Responding to the prompt to create performances for the page, this year’s Rhubarb artists go well beyond submitting scripts. Programming ranges from a choreographic score stemming from a consent-based practice, to a fever-dream drag performance; from a meal to music inspired by the sound of turning over a page; and from colouring pages to traces of conversations that look towards the future. In addition to the projects printed in the festival publication, a number of artists will be staging interventions on the books before they’re received by audiences.These projects include a plantable love note from the future, a project using electronic components and reactive ink, and custom textile book-bag. The interventions will be performed and distributed by chance across the entire set of books, making each copy truly distinct from the others.

The limited edition run of 888 books is available for pre-order now, with shipments beginning shortly before the festival’s opening night on February 10. 

  • Festival highlights include:

    • An invitation from activist and artist Ravyn Wngz into a conversation about her work with Black Lives Matter - Toronto, with Black Liberty. 

    • A set of intimate performance scores from [ field ] (artistic and life partners Coman Poon and Brian Smith) that hint at and experientially diffract from their ritual/performance, 1+1=0: performances in preparation for death, a death meditation on intergenerational, queer and cross-cultural sites of love.

    • Drawings of past works by performance artist Louise Liliefeld, who asks the audience to add to the work, presented here as colouring pages.

▶ **Given problem a**: Format the entries as a JSON list of strings with one string per line, leaving out blank lines. Begin at the first line of the entries and stop after the line containing "Target: building window".

▶ **Provided information**:

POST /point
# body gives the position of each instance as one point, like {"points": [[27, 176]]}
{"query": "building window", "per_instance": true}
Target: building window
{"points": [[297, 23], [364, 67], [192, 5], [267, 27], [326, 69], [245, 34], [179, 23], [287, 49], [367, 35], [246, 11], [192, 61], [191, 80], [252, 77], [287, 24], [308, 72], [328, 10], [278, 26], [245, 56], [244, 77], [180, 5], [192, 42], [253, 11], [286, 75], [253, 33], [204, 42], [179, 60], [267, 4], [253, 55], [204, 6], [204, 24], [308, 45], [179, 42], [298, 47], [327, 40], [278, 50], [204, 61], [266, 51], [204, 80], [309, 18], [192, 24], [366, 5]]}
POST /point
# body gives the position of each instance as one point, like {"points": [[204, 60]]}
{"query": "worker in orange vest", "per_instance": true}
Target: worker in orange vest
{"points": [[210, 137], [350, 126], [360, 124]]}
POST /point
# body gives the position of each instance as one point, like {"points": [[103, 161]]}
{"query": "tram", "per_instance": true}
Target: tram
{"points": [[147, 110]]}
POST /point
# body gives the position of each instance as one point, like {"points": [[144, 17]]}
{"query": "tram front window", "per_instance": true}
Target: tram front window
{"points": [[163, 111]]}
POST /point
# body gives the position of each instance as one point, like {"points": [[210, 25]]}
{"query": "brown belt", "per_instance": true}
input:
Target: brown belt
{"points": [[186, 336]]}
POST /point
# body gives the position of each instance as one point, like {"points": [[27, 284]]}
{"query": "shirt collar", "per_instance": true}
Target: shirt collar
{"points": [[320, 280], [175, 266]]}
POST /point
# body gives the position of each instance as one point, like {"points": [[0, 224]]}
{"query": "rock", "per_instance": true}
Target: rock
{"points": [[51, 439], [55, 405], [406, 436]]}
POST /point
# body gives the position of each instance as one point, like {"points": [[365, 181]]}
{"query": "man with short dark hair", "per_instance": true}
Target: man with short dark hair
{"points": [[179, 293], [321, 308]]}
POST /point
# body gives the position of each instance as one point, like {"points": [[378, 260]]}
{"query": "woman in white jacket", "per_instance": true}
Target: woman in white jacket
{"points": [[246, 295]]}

▶ **Given problem b**: Continue the description of the Rhubarb festival program from where it ends.

▶ **Right answer a**:
[
  "POST /point",
  "# body gives the position of each instance as one point, like {\"points\": [[27, 176]]}",
  "{\"query\": \"building window\", \"per_instance\": true}",
  "Target: building window"
]

▶ **Right answer b**:
    • 楊光奇 · Njo Kong Kie’s Score for Page Turning - a series of short compositions associated with an emotion evoked by turning a page. 

    • History Haunts the Body by British-Carribean artist Ashanti Harris, a text to be read aloud as a process of embodying and amplifying the quiet history of four Guyanese women in 18th and 19th century Scotland, accompanied by incantations of care.

    • New works from Natasha “Courage” Bacchus and Gaitrie Persaud, Sue Balint, Marshal Vielle, happy/accidents, Ashleigh-Rae Thomas, Nicholas Herd, Ishan Davé, and more. 

ACCESSIBILITY

The book purposely exists in a single print run of 888 copies. It is written primarily in English, with one contribution written in English and in illustrated ASL symbols and another written partially in Chinese.

This book does not and will not exist in digital book form. We will, however, be creating an audiobook version of the book - the link to this will be e-mailed to everyone who receives a copy of The Rhubarb Festival book.